--- START ---

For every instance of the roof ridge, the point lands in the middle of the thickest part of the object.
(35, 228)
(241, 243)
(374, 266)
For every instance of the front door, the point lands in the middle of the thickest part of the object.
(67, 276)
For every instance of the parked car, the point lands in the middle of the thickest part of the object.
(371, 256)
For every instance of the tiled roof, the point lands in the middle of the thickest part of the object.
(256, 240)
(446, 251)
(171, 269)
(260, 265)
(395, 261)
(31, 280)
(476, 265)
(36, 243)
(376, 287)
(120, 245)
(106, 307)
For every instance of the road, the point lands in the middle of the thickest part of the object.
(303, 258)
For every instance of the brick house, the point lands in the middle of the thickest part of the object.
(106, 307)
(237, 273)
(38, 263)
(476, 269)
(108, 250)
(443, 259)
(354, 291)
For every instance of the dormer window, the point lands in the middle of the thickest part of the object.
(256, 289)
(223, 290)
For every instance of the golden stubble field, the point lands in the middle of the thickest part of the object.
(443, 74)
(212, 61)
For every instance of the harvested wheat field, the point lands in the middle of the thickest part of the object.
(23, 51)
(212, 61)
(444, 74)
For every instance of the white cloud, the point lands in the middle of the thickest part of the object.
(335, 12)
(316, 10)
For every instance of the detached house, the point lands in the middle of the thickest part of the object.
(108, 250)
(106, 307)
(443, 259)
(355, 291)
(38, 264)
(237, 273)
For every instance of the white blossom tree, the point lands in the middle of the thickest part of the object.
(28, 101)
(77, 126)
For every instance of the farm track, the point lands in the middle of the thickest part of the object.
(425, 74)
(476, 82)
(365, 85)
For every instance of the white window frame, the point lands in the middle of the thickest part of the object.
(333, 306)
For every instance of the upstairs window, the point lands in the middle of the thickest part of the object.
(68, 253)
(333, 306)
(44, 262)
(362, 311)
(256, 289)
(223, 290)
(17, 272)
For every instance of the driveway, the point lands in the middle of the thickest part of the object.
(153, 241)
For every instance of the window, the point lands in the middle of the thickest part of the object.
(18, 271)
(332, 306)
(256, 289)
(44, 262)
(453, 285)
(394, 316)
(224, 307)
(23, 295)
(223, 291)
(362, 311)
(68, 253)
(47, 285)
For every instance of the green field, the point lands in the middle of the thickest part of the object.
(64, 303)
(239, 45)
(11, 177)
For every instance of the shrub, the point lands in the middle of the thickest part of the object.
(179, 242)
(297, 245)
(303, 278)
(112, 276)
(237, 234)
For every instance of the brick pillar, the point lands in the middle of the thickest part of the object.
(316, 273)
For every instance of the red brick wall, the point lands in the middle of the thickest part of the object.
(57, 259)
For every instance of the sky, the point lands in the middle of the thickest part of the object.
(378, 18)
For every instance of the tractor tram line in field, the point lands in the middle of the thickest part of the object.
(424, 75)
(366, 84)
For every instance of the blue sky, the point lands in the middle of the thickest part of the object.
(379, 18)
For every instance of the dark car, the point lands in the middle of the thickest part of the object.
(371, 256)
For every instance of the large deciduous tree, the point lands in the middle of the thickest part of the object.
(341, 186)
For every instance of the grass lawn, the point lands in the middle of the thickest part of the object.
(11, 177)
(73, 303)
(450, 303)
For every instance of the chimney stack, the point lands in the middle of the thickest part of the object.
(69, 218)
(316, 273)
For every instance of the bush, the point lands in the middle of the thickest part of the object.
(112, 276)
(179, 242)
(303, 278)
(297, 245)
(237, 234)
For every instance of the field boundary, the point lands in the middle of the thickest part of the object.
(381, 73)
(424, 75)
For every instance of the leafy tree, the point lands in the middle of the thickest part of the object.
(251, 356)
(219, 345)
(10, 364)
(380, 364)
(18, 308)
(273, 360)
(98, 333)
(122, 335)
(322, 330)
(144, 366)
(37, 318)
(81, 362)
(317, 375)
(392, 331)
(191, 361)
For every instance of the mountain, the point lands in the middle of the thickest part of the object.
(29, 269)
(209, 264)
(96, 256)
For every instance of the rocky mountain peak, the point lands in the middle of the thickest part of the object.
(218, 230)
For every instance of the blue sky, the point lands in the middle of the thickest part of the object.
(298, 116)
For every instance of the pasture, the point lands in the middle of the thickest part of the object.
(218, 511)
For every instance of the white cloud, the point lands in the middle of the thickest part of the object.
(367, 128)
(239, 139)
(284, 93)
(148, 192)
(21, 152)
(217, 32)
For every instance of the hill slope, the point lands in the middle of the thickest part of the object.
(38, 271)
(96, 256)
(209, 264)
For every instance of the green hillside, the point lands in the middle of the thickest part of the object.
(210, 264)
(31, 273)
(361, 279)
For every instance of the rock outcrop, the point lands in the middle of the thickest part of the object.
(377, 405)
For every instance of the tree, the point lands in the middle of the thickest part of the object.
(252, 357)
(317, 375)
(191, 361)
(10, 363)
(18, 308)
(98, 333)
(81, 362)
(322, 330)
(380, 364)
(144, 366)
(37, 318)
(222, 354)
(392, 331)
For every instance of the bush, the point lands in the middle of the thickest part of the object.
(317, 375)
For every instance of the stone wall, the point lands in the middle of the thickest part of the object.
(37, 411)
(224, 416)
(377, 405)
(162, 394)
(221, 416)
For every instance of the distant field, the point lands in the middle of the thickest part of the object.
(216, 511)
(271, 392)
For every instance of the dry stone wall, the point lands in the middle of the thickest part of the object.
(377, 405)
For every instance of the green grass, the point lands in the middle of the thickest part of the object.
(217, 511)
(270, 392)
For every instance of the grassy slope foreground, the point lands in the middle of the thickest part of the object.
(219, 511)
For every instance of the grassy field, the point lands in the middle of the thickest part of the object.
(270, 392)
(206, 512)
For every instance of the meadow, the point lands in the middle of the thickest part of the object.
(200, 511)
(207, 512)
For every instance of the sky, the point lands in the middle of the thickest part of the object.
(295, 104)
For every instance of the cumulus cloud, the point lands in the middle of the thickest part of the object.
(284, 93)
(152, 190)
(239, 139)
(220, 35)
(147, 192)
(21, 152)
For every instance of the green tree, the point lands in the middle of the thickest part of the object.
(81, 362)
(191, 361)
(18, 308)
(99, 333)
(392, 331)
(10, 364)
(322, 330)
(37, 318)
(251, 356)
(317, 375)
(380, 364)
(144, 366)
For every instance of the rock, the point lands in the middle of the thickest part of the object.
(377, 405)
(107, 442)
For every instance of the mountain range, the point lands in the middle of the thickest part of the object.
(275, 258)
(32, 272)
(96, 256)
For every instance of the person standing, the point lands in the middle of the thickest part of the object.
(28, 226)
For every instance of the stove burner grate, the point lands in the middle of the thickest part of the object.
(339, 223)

--- END ---

## Task requirements
Once more, write out the records above, exactly as they stand.

## Answer to the exercise
For every instance of the roof ridge, the point lands in the middle of the thickest part of the object.
(35, 228)
(241, 243)
(374, 266)
For every instance of the front door, the point lands in the middle of the thickest part of the object.
(67, 276)
For every instance of the parked car, the point lands in the middle of the thickest part of the object.
(371, 256)
For every instance of the tiled roof, the point lands in the middle of the thickest part of the object.
(256, 240)
(446, 251)
(171, 269)
(260, 265)
(395, 261)
(31, 280)
(476, 265)
(36, 243)
(376, 287)
(120, 245)
(106, 307)
For every instance of the road, the point lands in the middle of the thickest part of the object.
(303, 258)
For every instance of the brick house, the point lands in the middle of the thickest part of the object.
(106, 307)
(237, 273)
(38, 263)
(476, 269)
(108, 250)
(443, 259)
(354, 291)
For every instance of the dormer window, the point lands in the middle of the thickest part of the object.
(256, 289)
(223, 290)
For every instance of the golden stubble field, the point lands in the middle of the thickest part of the object.
(443, 74)
(212, 61)
For every instance of the harvested wheat field, the point lands in the middle of the thickest part of the object.
(23, 51)
(212, 61)
(444, 74)
For every instance of the white cloud, the point lands in the middle of the thickest part of the object.
(335, 12)
(316, 10)
For every instance of the detached house, the point lands in the middle of the thickest part of the object.
(108, 250)
(106, 307)
(443, 259)
(355, 291)
(38, 264)
(237, 273)
For every instance of the white blossom tree, the point lands in the middle of the thickest part of the object.
(28, 101)
(77, 126)
For every instance of the farm track, the point lands in the middle of the thickest part of the object.
(425, 74)
(476, 82)
(365, 85)
For every instance of the white window frame, the point lands in the middle of the thickest part of the object.
(333, 306)
For every instance of the upstairs window, the point lands in the middle of the thickest part of the object.
(68, 253)
(333, 306)
(44, 262)
(362, 311)
(256, 289)
(223, 290)
(17, 272)
For every instance of the driveway, the point lands in the middle of the thickest part of the object.
(153, 241)
For every instance of the window, the point lands in the middle of the thickest part of the object.
(18, 271)
(332, 306)
(256, 289)
(44, 262)
(453, 285)
(394, 316)
(224, 307)
(23, 295)
(223, 291)
(362, 311)
(68, 253)
(47, 285)
For every instance of the green field, the point lands in the middle of the thickest part of the object.
(64, 303)
(239, 45)
(11, 177)
For every instance of the shrub, the point lands in the middle of the thickest part of the object.
(179, 242)
(297, 245)
(303, 278)
(112, 276)
(237, 234)
For every instance of the brick pillar, the point lands in the middle of the thickest part of the object.
(316, 273)
For every instance of the red brick wall, the point lands in the middle of the thickest part of the object.
(57, 259)
For every instance of the sky, the point lands in the middle of the thickest part of the object.
(378, 18)
For every instance of the tractor tram line in field, the point lands in the middle of the thickest part of the object.
(424, 75)
(366, 84)
For every instance of the blue sky, the point lands in the middle of the thickest part of the object.
(379, 18)
For every instance of the dark car, the point lands in the middle of the thickest part of the object.
(371, 256)
For every instance of the large deciduous tree, the point lands in the middle of the thickest part of the object.
(341, 186)
For every instance of the grass lawn, the point lands in the middle of the thickest part of the object.
(11, 177)
(73, 303)
(450, 303)
For every instance of the chimney stack, the point lands in the middle of the thickest part of the object.
(69, 218)
(316, 273)
For every instance of the bush, the point lands in the middle of the thickest part of the object.
(112, 276)
(179, 242)
(303, 278)
(297, 245)
(237, 234)
For every instance of the field boundary, the point lands in the middle of the thickest part of the object.
(381, 73)
(424, 75)
For every instance of the leafy tree, the point lands in the middle of the thickest part of the object.
(251, 356)
(219, 345)
(10, 364)
(380, 364)
(18, 308)
(273, 360)
(98, 333)
(122, 335)
(322, 330)
(144, 366)
(37, 318)
(81, 362)
(317, 375)
(392, 331)
(191, 361)
For every instance of the mountain, the point lands in the middle of the thickest part of the object.
(29, 269)
(209, 264)
(96, 256)
For every instance of the rocky mountain peak, the point lands in the middle of the thickest part of the object.
(218, 230)
For every instance of the blue sky, the point lands in the middle of the thickest part of the object.
(298, 116)
For every instance of the pasture, the point lands in the middle of the thickest part of the object.
(218, 511)
For every instance of the white cloud, the point lands in the middle of the thickest part of the object.
(367, 128)
(239, 139)
(284, 93)
(148, 192)
(21, 152)
(217, 32)
For every instance of the hill slope, the point lands in the middle of the thickest part of the object.
(38, 271)
(96, 256)
(209, 264)
For every instance of the green hillside, the point lands in the middle of the thickest part of the object.
(210, 264)
(31, 273)
(361, 279)
For every instance of the rock outcrop, the point lands in the middle of the thickest part of the object.
(377, 405)
For every instance of the tree, the point lands in the middle of the thickest part of the object.
(252, 357)
(317, 375)
(191, 361)
(10, 363)
(18, 308)
(98, 333)
(81, 362)
(322, 330)
(380, 364)
(144, 366)
(37, 318)
(222, 354)
(392, 331)
For every instance of the bush, the point lands in the middle of the thickest part of the object.
(317, 375)
For every instance of the stone wall, the point lands in the middle of the thickest part of the object.
(37, 411)
(224, 416)
(377, 405)
(162, 394)
(221, 416)
For every instance of the distant field, the point lands in the middle of the thickest part of the object.
(216, 511)
(271, 392)
For every instance of the dry stone wall, the point lands in the middle of the thickest part of the object.
(377, 405)
For every instance of the green grass, the point lands in the middle of the thickest part of the object.
(217, 511)
(270, 392)
For every instance of the grassy slope foreground, the point lands in the middle of the thickest part of the object.
(219, 511)
For every instance of the grassy field, the point lands in the middle of the thickest part of the object.
(270, 392)
(206, 512)
For every instance of the meadow, the point lands in the middle of the thickest part of the object.
(200, 511)
(207, 512)
For every instance of the sky, the point lands in the middle of the thickest part of the object.
(295, 104)
For every instance of the cumulus cloud, the point lands in the middle of the thickest part of the object.
(284, 93)
(152, 190)
(239, 139)
(220, 35)
(147, 192)
(21, 152)
For every instance of the green tree, the point lands in the middle of the thickest part of the object.
(81, 362)
(191, 361)
(18, 308)
(99, 333)
(392, 331)
(10, 364)
(322, 330)
(37, 318)
(251, 356)
(317, 375)
(380, 364)
(144, 366)
For every instance of the rock, the point lands in the middle of the thickest part of the object.
(377, 405)
(107, 442)
For every instance of the mountain range, the point lands in the middle of the thickest part of the object.
(275, 258)
(32, 272)
(96, 256)
For every instance of the person standing, the point lands in the middle of the thickest part of the object.
(28, 226)
For every instance of the stove burner grate, the point lands in the middle of the thickest part of the object.
(339, 223)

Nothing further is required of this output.